— begin Excerpted text —
Esa Erkki Piironen (born 25 October 1943 in Turku) is a Finnish architect. He studied architecture at Helsinki University of Technology, qualifying as an architect in 1970. He studied architecture and urban design in North Carolina State University in Raleigh, North Carolina, and was awarded the Master of Architecture in 1972. He was working as a teaching assistant at Helsinki University of Technology 1972–81, and was awarded Licentiate in Technology in 1978. Visiting professor at Guangdong University of Technology School of Art and Design starting from 2012.

Architectural career

During the study years Esa Piironen worked at the Architectural Office of Pekka Pitkänen in Turku 1959-1969 as a helping assistant for instance designing the Chapel of Holy Cross. Esa Piironen started private practice in 1966 with Mikko Pulkkinen in Turku. They designed mostly small private houses around Turku until 1971. In 1970 Esa Piironen established a new office called Suunnittelutoimisto G4 with Ola Laiho, Esko Miettinen and Juhani Pallasmaa. They designed sign systems for Helsinki Metro and State Railways and other institutes until 1985. In 1978 Esa Piironen established a new office with Sakari Aartelo. Their main work is Tampere Hall (a concert and congress hall for 2000 persons) based on a 1st prize competition entry. Tampere Hall was completed in 1990.
— end Excerpted text —
The tasks:
a – Using the Piironen biography, answer these:
(i) In what year did Piironen qualify as an architect at Helsinki University of Technology?
(ii) With whom did he start private practice in Turku in 1966?
(iii) In what year was Tampere Hall completed?
b – Print the stretch of the Piironen biography from "Esa Erkki Piironen" through "starting from 2012.".
Base every answer on the Piironen biography alone.
— begin Material provided —
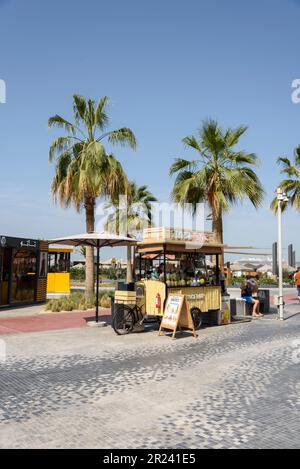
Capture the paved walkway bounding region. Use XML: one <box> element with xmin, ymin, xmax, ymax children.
<box><xmin>0</xmin><ymin>308</ymin><xmax>110</xmax><ymax>336</ymax></box>
<box><xmin>0</xmin><ymin>305</ymin><xmax>300</xmax><ymax>449</ymax></box>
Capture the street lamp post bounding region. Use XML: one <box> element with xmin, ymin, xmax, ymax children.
<box><xmin>277</xmin><ymin>187</ymin><xmax>289</xmax><ymax>321</ymax></box>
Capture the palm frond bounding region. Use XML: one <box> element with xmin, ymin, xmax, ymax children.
<box><xmin>108</xmin><ymin>127</ymin><xmax>137</xmax><ymax>150</ymax></box>
<box><xmin>48</xmin><ymin>114</ymin><xmax>76</xmax><ymax>134</ymax></box>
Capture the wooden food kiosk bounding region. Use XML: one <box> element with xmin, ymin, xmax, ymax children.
<box><xmin>115</xmin><ymin>228</ymin><xmax>223</xmax><ymax>333</ymax></box>
<box><xmin>0</xmin><ymin>235</ymin><xmax>48</xmax><ymax>308</ymax></box>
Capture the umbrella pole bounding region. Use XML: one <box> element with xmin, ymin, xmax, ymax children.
<box><xmin>96</xmin><ymin>244</ymin><xmax>100</xmax><ymax>322</ymax></box>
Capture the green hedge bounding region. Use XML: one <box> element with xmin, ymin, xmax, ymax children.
<box><xmin>45</xmin><ymin>290</ymin><xmax>114</xmax><ymax>313</ymax></box>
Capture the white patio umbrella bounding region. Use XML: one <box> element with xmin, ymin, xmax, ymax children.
<box><xmin>50</xmin><ymin>231</ymin><xmax>136</xmax><ymax>323</ymax></box>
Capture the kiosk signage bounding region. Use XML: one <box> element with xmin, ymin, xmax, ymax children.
<box><xmin>158</xmin><ymin>295</ymin><xmax>197</xmax><ymax>339</ymax></box>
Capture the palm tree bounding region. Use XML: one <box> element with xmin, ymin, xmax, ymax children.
<box><xmin>48</xmin><ymin>95</ymin><xmax>136</xmax><ymax>295</ymax></box>
<box><xmin>271</xmin><ymin>146</ymin><xmax>300</xmax><ymax>212</ymax></box>
<box><xmin>170</xmin><ymin>120</ymin><xmax>264</xmax><ymax>263</ymax></box>
<box><xmin>106</xmin><ymin>182</ymin><xmax>157</xmax><ymax>282</ymax></box>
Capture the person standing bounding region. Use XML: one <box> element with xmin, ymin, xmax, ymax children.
<box><xmin>294</xmin><ymin>267</ymin><xmax>300</xmax><ymax>301</ymax></box>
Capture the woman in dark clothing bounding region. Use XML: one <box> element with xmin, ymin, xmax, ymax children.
<box><xmin>241</xmin><ymin>282</ymin><xmax>263</xmax><ymax>318</ymax></box>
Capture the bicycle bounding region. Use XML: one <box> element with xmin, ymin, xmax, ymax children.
<box><xmin>112</xmin><ymin>303</ymin><xmax>144</xmax><ymax>335</ymax></box>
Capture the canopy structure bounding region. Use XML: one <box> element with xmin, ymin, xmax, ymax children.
<box><xmin>50</xmin><ymin>231</ymin><xmax>136</xmax><ymax>322</ymax></box>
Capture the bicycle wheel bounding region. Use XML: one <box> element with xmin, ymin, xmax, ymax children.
<box><xmin>112</xmin><ymin>305</ymin><xmax>135</xmax><ymax>335</ymax></box>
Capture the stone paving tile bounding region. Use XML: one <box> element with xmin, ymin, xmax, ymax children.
<box><xmin>0</xmin><ymin>310</ymin><xmax>300</xmax><ymax>449</ymax></box>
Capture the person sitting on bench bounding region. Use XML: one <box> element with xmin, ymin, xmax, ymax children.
<box><xmin>241</xmin><ymin>282</ymin><xmax>263</xmax><ymax>318</ymax></box>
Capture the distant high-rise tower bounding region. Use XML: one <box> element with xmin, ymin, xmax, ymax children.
<box><xmin>272</xmin><ymin>243</ymin><xmax>279</xmax><ymax>275</ymax></box>
<box><xmin>288</xmin><ymin>244</ymin><xmax>296</xmax><ymax>267</ymax></box>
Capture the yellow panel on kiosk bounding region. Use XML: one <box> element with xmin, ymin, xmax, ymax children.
<box><xmin>47</xmin><ymin>247</ymin><xmax>74</xmax><ymax>293</ymax></box>
<box><xmin>47</xmin><ymin>272</ymin><xmax>71</xmax><ymax>293</ymax></box>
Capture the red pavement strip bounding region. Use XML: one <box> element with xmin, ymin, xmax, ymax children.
<box><xmin>0</xmin><ymin>294</ymin><xmax>298</xmax><ymax>336</ymax></box>
<box><xmin>0</xmin><ymin>309</ymin><xmax>110</xmax><ymax>335</ymax></box>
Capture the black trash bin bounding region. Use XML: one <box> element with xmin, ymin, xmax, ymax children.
<box><xmin>257</xmin><ymin>289</ymin><xmax>270</xmax><ymax>314</ymax></box>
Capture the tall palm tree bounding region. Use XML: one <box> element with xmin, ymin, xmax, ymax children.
<box><xmin>106</xmin><ymin>182</ymin><xmax>157</xmax><ymax>282</ymax></box>
<box><xmin>48</xmin><ymin>95</ymin><xmax>136</xmax><ymax>295</ymax></box>
<box><xmin>170</xmin><ymin>120</ymin><xmax>264</xmax><ymax>262</ymax></box>
<box><xmin>271</xmin><ymin>146</ymin><xmax>300</xmax><ymax>212</ymax></box>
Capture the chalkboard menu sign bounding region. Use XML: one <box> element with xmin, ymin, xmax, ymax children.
<box><xmin>158</xmin><ymin>295</ymin><xmax>196</xmax><ymax>339</ymax></box>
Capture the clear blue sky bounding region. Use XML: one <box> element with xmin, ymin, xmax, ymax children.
<box><xmin>0</xmin><ymin>0</ymin><xmax>300</xmax><ymax>259</ymax></box>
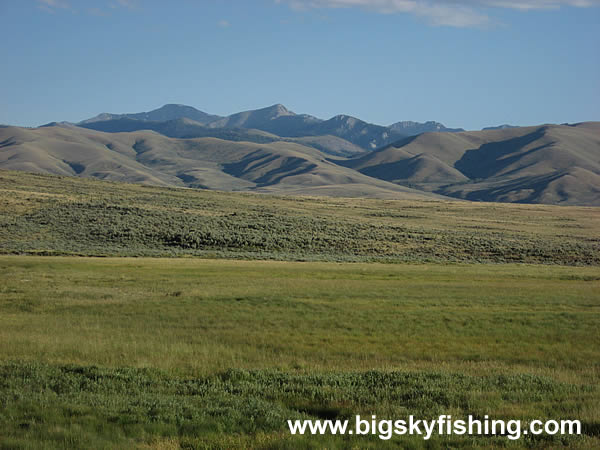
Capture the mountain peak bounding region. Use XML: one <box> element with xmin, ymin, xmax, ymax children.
<box><xmin>389</xmin><ymin>120</ymin><xmax>465</xmax><ymax>136</ymax></box>
<box><xmin>264</xmin><ymin>103</ymin><xmax>295</xmax><ymax>119</ymax></box>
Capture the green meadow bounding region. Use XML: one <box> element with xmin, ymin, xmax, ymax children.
<box><xmin>0</xmin><ymin>256</ymin><xmax>600</xmax><ymax>448</ymax></box>
<box><xmin>0</xmin><ymin>171</ymin><xmax>600</xmax><ymax>449</ymax></box>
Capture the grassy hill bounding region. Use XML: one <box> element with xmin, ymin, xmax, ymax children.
<box><xmin>0</xmin><ymin>170</ymin><xmax>600</xmax><ymax>265</ymax></box>
<box><xmin>0</xmin><ymin>126</ymin><xmax>431</xmax><ymax>198</ymax></box>
<box><xmin>0</xmin><ymin>120</ymin><xmax>600</xmax><ymax>206</ymax></box>
<box><xmin>343</xmin><ymin>122</ymin><xmax>600</xmax><ymax>206</ymax></box>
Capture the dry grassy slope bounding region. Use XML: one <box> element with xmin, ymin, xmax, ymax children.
<box><xmin>343</xmin><ymin>122</ymin><xmax>600</xmax><ymax>205</ymax></box>
<box><xmin>0</xmin><ymin>126</ymin><xmax>431</xmax><ymax>198</ymax></box>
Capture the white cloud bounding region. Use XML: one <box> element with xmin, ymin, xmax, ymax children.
<box><xmin>37</xmin><ymin>0</ymin><xmax>71</xmax><ymax>12</ymax></box>
<box><xmin>275</xmin><ymin>0</ymin><xmax>600</xmax><ymax>27</ymax></box>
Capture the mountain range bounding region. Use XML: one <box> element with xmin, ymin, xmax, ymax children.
<box><xmin>0</xmin><ymin>104</ymin><xmax>600</xmax><ymax>206</ymax></box>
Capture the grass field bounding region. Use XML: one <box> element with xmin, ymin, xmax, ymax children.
<box><xmin>0</xmin><ymin>255</ymin><xmax>600</xmax><ymax>448</ymax></box>
<box><xmin>0</xmin><ymin>171</ymin><xmax>600</xmax><ymax>265</ymax></box>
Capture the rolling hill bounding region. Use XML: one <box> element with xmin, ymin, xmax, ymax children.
<box><xmin>0</xmin><ymin>112</ymin><xmax>600</xmax><ymax>206</ymax></box>
<box><xmin>0</xmin><ymin>126</ymin><xmax>440</xmax><ymax>198</ymax></box>
<box><xmin>77</xmin><ymin>104</ymin><xmax>463</xmax><ymax>151</ymax></box>
<box><xmin>342</xmin><ymin>122</ymin><xmax>600</xmax><ymax>206</ymax></box>
<box><xmin>80</xmin><ymin>104</ymin><xmax>221</xmax><ymax>124</ymax></box>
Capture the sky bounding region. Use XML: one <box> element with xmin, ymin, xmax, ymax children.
<box><xmin>0</xmin><ymin>0</ymin><xmax>600</xmax><ymax>130</ymax></box>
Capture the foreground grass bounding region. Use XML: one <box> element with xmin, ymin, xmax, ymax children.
<box><xmin>0</xmin><ymin>256</ymin><xmax>600</xmax><ymax>448</ymax></box>
<box><xmin>0</xmin><ymin>171</ymin><xmax>600</xmax><ymax>265</ymax></box>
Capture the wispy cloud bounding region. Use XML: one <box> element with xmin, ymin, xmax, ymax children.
<box><xmin>37</xmin><ymin>0</ymin><xmax>71</xmax><ymax>13</ymax></box>
<box><xmin>275</xmin><ymin>0</ymin><xmax>600</xmax><ymax>27</ymax></box>
<box><xmin>117</xmin><ymin>0</ymin><xmax>138</xmax><ymax>9</ymax></box>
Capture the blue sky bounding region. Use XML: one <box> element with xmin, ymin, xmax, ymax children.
<box><xmin>0</xmin><ymin>0</ymin><xmax>600</xmax><ymax>129</ymax></box>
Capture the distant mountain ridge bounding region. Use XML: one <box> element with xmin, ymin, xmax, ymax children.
<box><xmin>389</xmin><ymin>120</ymin><xmax>465</xmax><ymax>136</ymax></box>
<box><xmin>0</xmin><ymin>121</ymin><xmax>600</xmax><ymax>206</ymax></box>
<box><xmin>79</xmin><ymin>104</ymin><xmax>221</xmax><ymax>125</ymax></box>
<box><xmin>77</xmin><ymin>104</ymin><xmax>464</xmax><ymax>154</ymax></box>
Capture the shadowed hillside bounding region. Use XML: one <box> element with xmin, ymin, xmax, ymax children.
— end Material provided —
The replies:
a –
(i) 1970
(ii) Mikko Pulkkinen
(iii) 1990

b –
Esa Erkki Piironen (born 25 October 1943 in Turku) is a Finnish architect. He studied architecture at Helsinki University of Technology, qualifying as an architect in 1970. He studied architecture and urban design in North Carolina State University in Raleigh, North Carolina, and was awarded the Master of Architecture in 1972. He was working as a teaching assistant at Helsinki University of Technology 1972–81, and was awarded Licentiate in Technology in 1978. Visiting professor at Guangdong University of Technology School of Art and Design starting from 2012.